- INSTRUCTION:
Starting at the line that contains "Where can you see the white cricket" and ending at the last line of the records, write out those lines again, including the requests. Scale every coordinate in the answers by 0.2 and round to whole numbers, with halves rounding up.

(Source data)
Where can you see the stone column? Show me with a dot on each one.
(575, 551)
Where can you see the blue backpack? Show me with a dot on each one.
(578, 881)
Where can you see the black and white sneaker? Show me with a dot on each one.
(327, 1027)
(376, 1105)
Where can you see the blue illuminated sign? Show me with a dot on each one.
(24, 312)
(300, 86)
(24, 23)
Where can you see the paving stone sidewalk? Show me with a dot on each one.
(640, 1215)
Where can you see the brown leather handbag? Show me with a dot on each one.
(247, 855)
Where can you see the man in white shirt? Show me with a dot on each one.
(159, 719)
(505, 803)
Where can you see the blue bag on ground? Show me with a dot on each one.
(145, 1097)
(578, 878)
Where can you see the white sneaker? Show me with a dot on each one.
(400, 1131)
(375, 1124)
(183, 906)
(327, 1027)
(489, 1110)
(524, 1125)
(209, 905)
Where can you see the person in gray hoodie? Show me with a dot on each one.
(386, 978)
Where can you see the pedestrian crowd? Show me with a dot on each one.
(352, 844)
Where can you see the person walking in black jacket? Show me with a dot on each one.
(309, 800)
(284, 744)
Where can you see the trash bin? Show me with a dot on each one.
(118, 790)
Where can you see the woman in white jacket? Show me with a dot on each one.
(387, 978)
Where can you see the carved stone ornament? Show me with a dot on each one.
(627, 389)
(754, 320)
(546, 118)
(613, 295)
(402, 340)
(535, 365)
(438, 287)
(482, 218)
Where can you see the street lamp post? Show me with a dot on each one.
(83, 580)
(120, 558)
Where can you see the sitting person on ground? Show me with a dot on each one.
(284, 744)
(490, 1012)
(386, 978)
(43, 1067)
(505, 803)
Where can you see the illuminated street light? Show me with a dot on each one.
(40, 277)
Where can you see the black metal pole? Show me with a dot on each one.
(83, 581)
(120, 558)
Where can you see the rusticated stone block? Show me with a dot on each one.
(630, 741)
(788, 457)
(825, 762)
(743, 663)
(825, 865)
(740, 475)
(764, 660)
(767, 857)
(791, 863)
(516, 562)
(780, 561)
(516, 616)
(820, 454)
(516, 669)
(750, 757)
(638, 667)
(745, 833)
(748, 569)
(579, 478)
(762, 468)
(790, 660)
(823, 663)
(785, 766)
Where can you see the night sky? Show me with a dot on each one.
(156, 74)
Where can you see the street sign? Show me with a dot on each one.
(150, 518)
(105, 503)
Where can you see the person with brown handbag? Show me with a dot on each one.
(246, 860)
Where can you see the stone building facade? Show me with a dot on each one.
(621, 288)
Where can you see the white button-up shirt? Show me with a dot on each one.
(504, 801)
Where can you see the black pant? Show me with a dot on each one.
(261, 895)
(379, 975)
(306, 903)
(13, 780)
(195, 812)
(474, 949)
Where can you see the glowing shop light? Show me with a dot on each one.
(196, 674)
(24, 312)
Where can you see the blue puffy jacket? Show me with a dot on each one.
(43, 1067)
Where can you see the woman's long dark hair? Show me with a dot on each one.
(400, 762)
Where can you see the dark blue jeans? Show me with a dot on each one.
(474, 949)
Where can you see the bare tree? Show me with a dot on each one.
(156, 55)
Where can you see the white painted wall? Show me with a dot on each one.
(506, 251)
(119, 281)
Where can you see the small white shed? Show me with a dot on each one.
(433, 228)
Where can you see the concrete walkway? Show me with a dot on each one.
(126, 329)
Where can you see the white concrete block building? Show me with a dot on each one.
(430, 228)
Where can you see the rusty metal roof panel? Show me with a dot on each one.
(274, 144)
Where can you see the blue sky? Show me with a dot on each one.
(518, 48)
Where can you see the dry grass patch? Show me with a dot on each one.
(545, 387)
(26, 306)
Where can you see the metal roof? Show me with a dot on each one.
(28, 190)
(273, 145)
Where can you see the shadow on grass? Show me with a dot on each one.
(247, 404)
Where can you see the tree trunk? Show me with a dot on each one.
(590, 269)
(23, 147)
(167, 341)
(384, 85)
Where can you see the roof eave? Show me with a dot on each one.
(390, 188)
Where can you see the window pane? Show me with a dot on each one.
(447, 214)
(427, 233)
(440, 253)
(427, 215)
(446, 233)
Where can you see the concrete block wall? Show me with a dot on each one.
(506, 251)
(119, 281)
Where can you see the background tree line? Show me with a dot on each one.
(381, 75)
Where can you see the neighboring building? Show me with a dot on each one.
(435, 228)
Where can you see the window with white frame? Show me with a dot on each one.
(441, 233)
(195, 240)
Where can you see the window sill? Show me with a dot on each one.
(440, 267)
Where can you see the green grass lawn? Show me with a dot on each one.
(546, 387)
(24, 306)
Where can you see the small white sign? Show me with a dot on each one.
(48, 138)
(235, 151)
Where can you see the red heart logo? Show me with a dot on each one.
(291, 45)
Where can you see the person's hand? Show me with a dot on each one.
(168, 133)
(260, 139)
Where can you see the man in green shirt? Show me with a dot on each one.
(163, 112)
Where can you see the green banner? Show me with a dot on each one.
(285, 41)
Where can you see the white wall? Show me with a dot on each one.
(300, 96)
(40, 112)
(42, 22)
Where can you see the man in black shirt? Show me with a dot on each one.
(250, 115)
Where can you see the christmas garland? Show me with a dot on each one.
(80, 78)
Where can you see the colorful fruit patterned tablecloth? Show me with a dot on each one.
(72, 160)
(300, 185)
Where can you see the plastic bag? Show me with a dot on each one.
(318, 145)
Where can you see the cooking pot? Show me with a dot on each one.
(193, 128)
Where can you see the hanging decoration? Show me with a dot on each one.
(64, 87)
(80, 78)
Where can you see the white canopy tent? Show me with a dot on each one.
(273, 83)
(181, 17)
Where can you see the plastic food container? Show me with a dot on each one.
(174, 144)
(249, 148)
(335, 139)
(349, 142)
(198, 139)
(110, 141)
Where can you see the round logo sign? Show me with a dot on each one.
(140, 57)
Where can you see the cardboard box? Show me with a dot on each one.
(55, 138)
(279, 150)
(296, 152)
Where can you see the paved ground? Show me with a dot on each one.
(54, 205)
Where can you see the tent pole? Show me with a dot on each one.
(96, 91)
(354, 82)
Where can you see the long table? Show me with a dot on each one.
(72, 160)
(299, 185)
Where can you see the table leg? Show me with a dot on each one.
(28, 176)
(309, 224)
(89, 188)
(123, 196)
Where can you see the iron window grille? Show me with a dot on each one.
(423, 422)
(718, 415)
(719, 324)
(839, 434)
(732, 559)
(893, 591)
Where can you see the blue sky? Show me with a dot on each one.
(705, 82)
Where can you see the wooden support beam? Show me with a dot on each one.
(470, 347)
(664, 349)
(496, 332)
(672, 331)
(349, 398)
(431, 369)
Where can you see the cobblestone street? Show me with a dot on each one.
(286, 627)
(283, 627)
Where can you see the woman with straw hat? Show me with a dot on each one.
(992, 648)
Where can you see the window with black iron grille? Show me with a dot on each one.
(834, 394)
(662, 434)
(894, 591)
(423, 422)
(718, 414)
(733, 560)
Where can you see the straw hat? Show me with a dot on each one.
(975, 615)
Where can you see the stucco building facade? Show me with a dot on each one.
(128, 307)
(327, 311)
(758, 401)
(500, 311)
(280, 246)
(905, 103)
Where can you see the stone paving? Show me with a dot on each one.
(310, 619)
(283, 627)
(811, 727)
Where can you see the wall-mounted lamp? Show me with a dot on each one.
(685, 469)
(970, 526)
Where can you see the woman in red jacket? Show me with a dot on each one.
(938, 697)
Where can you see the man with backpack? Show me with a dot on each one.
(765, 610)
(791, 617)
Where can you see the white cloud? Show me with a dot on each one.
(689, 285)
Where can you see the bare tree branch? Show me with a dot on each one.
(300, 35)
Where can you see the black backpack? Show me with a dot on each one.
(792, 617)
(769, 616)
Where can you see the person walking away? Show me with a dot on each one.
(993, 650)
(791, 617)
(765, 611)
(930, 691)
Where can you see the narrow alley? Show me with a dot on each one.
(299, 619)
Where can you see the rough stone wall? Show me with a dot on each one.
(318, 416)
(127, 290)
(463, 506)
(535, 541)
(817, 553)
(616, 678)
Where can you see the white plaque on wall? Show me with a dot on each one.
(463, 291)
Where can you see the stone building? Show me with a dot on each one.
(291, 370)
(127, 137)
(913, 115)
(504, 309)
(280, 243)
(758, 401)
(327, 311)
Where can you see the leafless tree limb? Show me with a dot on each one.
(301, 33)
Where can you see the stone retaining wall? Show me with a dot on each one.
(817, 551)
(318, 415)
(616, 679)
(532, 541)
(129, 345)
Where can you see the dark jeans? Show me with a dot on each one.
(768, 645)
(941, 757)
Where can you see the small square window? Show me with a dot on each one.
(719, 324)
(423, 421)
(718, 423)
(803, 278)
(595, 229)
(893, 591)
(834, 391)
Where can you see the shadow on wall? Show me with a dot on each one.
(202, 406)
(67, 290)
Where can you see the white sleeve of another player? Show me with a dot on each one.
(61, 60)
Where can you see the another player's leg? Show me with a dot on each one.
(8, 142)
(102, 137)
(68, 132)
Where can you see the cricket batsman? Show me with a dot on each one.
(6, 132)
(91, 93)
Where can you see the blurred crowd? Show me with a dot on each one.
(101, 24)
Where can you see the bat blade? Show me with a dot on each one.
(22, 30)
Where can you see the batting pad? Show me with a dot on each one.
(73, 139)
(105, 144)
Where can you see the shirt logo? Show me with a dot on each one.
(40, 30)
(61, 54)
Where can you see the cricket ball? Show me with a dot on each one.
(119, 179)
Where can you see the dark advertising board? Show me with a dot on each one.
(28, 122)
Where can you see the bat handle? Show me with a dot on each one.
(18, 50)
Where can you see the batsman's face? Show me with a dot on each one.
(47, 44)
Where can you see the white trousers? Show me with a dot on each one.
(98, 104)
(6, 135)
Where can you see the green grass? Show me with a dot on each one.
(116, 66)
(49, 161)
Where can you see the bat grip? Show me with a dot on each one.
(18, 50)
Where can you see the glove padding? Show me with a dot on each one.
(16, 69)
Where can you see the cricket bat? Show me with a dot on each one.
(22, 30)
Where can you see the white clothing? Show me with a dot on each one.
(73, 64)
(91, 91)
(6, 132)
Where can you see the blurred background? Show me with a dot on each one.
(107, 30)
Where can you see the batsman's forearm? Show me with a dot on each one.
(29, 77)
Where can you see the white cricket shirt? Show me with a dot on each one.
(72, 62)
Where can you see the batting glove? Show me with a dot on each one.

- RESPONSE TO THIS TASK:
Where can you see the white cricket shirt? Show me with a dot on each one.
(14, 12)
Where can you see the batting glove? Show me with a dot on each one.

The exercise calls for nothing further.